Material supplied »

◆ ◆ ◆ ◆ ◆ ◆ ◆

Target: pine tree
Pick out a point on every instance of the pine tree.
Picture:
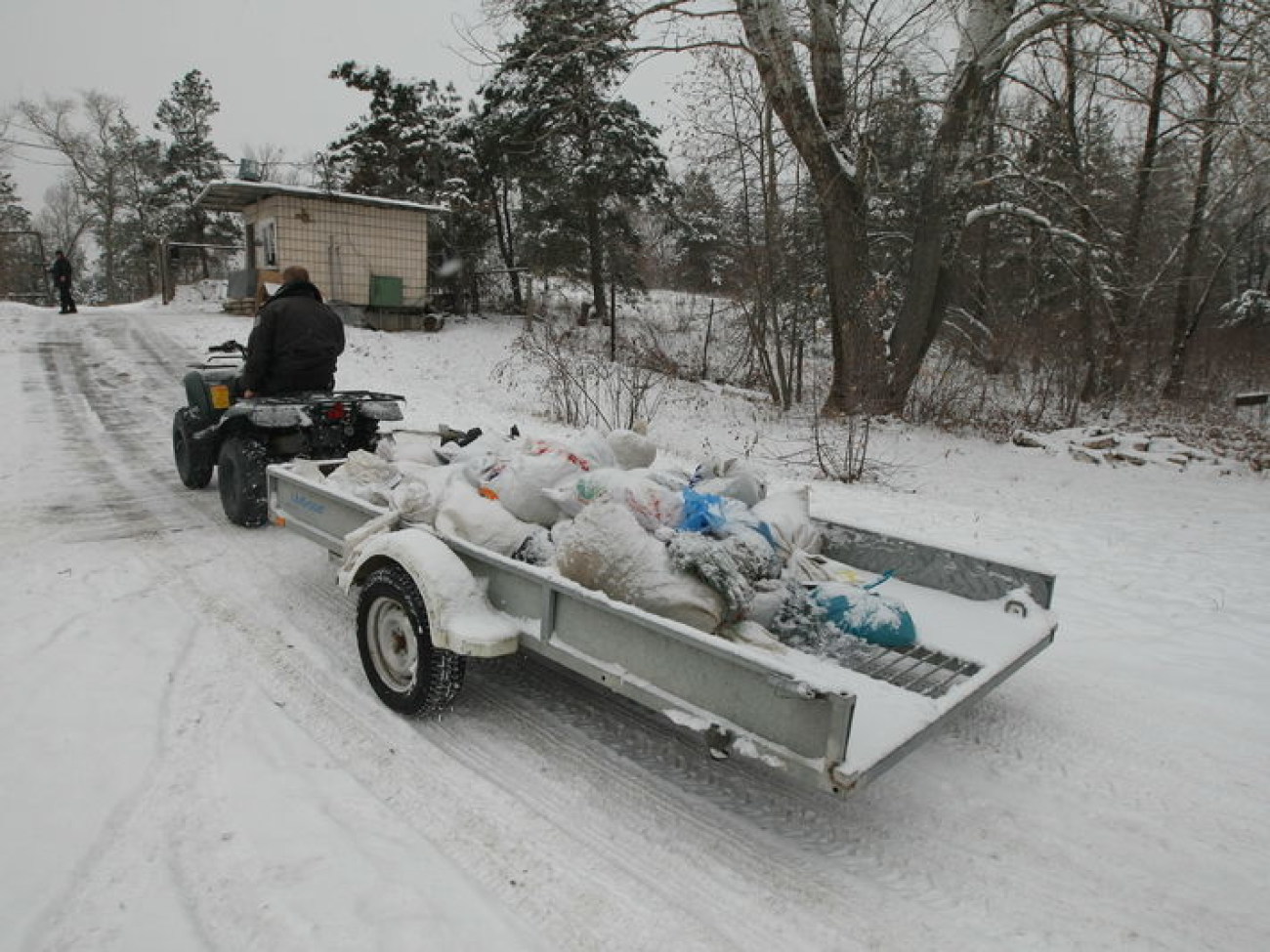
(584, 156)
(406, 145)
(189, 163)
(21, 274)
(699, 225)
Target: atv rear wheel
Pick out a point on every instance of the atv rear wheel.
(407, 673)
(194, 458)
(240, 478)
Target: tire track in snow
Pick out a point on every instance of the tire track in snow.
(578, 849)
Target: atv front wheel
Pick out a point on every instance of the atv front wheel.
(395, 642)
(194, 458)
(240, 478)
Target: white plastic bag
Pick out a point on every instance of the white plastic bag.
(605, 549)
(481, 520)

◆ ◆ ◆ ◆ ◆ ◆ ◆

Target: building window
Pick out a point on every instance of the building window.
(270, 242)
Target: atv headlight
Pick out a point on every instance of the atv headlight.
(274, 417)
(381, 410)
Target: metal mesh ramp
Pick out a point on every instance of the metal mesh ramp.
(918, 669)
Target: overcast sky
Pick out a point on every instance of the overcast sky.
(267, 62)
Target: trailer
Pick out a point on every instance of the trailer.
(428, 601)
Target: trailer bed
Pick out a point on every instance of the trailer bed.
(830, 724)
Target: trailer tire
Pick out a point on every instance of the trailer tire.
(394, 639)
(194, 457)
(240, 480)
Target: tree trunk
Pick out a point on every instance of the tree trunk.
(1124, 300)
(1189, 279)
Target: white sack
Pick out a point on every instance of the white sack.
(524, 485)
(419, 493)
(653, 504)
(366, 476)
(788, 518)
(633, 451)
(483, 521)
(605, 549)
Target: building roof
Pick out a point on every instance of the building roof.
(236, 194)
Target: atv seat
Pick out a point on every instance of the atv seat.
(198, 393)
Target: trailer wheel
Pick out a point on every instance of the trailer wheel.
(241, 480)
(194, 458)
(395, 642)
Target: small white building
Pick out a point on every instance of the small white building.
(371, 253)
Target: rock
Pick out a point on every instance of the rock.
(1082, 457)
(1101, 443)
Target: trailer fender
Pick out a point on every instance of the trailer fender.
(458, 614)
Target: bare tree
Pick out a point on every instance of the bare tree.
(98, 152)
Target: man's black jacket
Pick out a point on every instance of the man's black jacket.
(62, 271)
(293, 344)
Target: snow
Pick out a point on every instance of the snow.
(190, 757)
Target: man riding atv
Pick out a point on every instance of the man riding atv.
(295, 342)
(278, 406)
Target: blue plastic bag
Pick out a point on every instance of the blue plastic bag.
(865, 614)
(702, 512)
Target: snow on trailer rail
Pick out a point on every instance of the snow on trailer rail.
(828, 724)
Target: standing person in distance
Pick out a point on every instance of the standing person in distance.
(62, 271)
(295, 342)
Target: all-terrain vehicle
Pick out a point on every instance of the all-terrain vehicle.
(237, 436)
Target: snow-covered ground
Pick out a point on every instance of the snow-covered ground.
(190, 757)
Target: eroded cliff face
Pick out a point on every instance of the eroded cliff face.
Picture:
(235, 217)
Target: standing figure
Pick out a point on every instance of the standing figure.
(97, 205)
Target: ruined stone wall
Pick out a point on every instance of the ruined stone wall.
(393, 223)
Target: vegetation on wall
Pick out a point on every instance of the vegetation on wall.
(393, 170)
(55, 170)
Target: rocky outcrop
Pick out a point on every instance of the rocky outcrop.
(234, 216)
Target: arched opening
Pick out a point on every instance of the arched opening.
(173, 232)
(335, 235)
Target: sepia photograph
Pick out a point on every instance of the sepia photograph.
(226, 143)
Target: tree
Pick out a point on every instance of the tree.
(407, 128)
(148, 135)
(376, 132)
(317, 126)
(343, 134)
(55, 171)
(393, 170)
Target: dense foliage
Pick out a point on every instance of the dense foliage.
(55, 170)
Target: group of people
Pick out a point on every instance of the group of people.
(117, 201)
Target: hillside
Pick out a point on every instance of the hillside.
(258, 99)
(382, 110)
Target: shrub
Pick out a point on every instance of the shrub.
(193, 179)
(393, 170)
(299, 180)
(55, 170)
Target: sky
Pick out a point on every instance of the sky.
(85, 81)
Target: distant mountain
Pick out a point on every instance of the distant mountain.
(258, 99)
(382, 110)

◆ ◆ ◆ ◆ ◆ ◆ ◆

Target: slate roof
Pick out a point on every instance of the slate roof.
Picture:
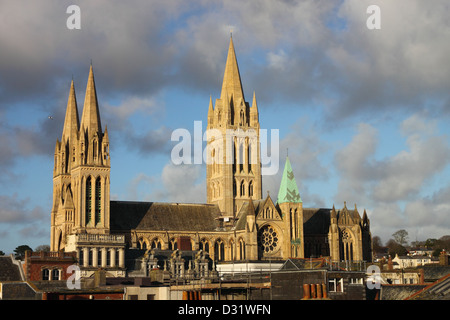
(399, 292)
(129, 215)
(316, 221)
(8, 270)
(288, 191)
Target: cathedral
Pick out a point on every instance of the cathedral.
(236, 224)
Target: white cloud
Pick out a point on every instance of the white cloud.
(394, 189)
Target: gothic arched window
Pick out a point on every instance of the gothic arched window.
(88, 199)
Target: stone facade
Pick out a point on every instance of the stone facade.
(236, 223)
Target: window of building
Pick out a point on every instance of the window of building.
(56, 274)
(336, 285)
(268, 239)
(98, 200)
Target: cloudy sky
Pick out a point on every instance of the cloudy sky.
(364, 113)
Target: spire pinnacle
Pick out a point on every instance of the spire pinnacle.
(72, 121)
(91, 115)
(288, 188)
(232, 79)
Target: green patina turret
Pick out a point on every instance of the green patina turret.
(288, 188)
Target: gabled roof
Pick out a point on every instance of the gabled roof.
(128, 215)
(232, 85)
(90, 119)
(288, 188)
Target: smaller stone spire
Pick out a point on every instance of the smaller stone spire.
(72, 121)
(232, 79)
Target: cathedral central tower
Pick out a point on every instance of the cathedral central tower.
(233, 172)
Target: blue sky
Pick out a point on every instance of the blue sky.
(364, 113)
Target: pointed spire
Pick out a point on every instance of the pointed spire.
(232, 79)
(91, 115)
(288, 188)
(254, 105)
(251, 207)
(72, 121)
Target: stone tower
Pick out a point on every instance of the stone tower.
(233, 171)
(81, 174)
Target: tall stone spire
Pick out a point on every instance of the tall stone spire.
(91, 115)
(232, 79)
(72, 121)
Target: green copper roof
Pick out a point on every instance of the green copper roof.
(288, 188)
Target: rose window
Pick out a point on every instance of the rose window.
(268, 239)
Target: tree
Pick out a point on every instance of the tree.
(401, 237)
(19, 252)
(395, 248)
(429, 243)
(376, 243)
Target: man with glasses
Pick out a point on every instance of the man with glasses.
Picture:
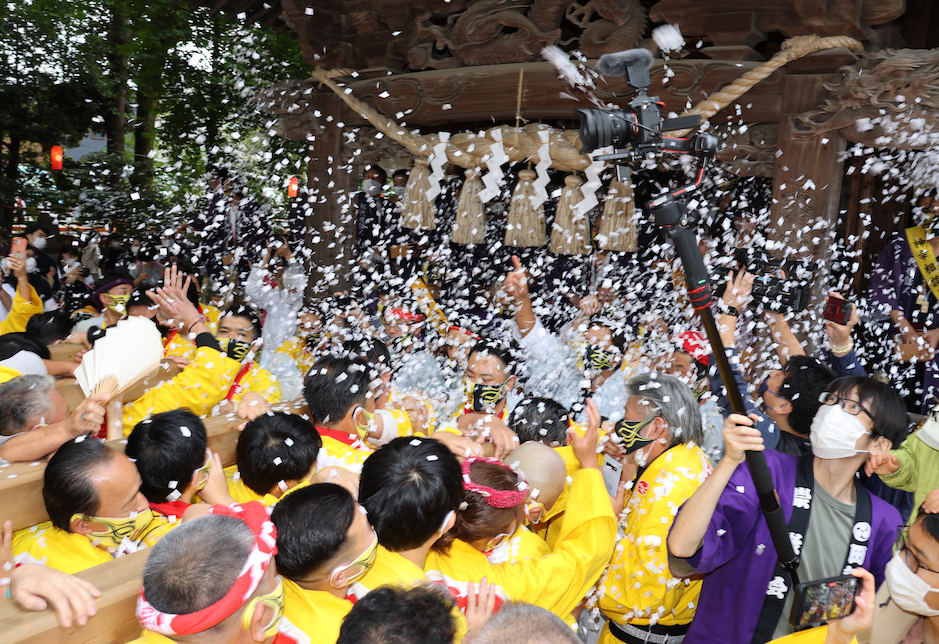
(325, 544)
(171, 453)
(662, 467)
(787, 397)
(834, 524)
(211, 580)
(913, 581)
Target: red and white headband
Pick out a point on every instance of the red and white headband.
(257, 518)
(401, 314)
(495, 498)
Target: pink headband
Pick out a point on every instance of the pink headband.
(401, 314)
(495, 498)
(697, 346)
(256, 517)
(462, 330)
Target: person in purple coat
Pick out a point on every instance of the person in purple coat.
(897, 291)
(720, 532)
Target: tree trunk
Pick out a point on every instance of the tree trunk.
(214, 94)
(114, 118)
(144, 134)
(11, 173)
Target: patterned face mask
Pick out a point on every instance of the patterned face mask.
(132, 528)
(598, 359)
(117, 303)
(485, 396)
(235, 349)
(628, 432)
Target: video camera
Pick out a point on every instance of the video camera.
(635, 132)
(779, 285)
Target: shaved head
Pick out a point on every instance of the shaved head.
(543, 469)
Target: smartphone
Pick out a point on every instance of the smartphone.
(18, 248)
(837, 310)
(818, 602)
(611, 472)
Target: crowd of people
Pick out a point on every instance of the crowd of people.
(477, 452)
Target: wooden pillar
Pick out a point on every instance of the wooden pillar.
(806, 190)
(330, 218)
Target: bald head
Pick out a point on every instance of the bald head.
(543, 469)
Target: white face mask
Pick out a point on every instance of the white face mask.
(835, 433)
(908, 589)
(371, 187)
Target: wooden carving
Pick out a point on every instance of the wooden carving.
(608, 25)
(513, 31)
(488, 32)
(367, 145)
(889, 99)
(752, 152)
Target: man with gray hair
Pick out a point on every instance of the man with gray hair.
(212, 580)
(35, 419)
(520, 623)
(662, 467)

◆ ◆ ◆ ◆ ◆ ◆ ◆

Task goal » On how many lines of the records above does the word "slate" appear? Answer with only that number.

Exercise answer » 2